● WORK INSTRUCTIONS
Take the lines below beginning at the line that has "Target: blue sky" and stopping after the line that has "The response should indicate, for every instance of the sand", and print them exactly as they are, with no other lines.

___ RECORDS FOR THIS EXERCISE ___

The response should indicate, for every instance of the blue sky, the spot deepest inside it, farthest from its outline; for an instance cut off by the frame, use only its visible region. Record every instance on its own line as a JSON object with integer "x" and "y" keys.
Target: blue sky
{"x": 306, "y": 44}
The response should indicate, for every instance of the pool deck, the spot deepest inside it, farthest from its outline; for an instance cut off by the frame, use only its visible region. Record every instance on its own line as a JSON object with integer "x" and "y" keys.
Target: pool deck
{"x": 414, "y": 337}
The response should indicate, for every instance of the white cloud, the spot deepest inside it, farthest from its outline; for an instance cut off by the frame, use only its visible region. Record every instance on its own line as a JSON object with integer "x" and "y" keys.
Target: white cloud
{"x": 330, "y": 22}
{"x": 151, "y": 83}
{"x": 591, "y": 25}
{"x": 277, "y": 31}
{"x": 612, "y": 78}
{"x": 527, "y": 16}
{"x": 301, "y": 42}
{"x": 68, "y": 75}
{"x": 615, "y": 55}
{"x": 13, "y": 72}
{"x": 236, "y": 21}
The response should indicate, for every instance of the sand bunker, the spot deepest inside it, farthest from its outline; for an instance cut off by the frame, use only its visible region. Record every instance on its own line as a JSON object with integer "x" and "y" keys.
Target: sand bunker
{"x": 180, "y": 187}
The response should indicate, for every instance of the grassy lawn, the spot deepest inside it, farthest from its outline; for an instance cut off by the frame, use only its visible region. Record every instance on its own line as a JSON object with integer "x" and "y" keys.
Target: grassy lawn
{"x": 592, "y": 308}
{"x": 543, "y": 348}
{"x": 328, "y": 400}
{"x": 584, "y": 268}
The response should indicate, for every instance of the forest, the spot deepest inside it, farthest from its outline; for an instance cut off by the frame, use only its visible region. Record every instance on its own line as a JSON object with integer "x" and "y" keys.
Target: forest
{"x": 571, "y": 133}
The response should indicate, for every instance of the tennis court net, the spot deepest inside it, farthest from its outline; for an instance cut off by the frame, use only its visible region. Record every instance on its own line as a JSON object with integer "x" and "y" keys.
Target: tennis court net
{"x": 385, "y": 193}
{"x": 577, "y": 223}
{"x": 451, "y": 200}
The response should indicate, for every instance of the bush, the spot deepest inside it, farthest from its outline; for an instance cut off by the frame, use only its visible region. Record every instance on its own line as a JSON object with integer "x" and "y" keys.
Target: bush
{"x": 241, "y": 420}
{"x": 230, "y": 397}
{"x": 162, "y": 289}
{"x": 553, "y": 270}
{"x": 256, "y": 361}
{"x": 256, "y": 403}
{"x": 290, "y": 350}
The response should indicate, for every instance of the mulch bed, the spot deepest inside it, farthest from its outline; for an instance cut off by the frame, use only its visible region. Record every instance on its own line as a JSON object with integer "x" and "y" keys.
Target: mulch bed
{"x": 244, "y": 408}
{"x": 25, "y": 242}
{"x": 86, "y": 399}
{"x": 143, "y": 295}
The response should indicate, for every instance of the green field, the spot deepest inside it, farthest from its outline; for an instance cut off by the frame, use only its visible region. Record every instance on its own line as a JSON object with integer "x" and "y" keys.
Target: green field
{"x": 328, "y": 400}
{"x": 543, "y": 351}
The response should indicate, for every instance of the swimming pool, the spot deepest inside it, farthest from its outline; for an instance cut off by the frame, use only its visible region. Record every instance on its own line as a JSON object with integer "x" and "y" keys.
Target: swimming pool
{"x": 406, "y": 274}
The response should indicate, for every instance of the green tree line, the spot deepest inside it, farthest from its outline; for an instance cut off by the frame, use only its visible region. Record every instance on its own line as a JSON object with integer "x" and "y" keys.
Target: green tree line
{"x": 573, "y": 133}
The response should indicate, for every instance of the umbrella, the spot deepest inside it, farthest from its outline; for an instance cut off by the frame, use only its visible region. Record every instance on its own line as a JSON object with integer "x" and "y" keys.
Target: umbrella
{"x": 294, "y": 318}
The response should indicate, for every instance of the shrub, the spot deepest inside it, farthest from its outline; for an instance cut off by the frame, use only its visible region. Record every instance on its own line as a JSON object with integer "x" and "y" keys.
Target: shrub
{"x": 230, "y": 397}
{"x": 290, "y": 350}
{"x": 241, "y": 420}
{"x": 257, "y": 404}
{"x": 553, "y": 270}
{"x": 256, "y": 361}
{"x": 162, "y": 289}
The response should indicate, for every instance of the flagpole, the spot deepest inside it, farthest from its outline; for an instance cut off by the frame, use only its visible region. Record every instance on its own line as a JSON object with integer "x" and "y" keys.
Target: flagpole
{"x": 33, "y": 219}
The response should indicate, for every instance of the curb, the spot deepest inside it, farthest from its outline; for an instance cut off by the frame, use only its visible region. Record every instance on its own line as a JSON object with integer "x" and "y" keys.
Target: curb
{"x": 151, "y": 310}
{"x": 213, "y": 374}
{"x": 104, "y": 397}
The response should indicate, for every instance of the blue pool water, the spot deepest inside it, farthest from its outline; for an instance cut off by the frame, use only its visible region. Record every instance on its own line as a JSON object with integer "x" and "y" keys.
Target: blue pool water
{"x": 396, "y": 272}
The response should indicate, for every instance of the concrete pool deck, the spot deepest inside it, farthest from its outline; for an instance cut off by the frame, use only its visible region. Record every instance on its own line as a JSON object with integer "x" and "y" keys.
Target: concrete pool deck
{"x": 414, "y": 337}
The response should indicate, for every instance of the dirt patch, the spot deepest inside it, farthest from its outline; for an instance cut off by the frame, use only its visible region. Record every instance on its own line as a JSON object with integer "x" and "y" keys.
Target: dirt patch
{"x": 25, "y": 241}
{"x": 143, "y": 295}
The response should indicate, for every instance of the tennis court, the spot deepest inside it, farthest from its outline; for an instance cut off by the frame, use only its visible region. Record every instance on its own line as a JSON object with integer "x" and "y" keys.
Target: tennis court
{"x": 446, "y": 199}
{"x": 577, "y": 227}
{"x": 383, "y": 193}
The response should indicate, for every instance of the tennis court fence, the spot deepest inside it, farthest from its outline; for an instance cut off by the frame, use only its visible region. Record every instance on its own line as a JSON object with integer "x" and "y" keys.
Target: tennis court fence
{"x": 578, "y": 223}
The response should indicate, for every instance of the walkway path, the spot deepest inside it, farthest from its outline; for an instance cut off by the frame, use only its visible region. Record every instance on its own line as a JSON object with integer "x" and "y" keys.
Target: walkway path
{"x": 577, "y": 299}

___

● RESULT FOR THIS TASK
Target: blue sky
{"x": 306, "y": 44}
The response should indicate, for every instance of the pool deck, the spot deepest inside it, farthest from its outline; for an instance cut off by the frame, use only its visible region. Record every instance on its own line as a JSON object with integer "x" and "y" keys.
Target: pool deck
{"x": 414, "y": 337}
The response should indicate, for every instance of the white cloud, the spot deepest inside it, farthest from its outline; for an instance cut off by the frame, use only its visible region. Record every instance on its own line as a JSON object with integer "x" and "y" keys.
Target: white cloud
{"x": 330, "y": 22}
{"x": 151, "y": 83}
{"x": 591, "y": 25}
{"x": 277, "y": 31}
{"x": 612, "y": 78}
{"x": 527, "y": 16}
{"x": 301, "y": 42}
{"x": 68, "y": 75}
{"x": 615, "y": 55}
{"x": 13, "y": 72}
{"x": 236, "y": 21}
The response should indicate, for every instance of the sand bunker, the spot deepest inside it, farthest from its outline; for an instance cut off by the frame, use only its visible region. Record every instance on its own line as a JSON object with integer "x" and "y" keys.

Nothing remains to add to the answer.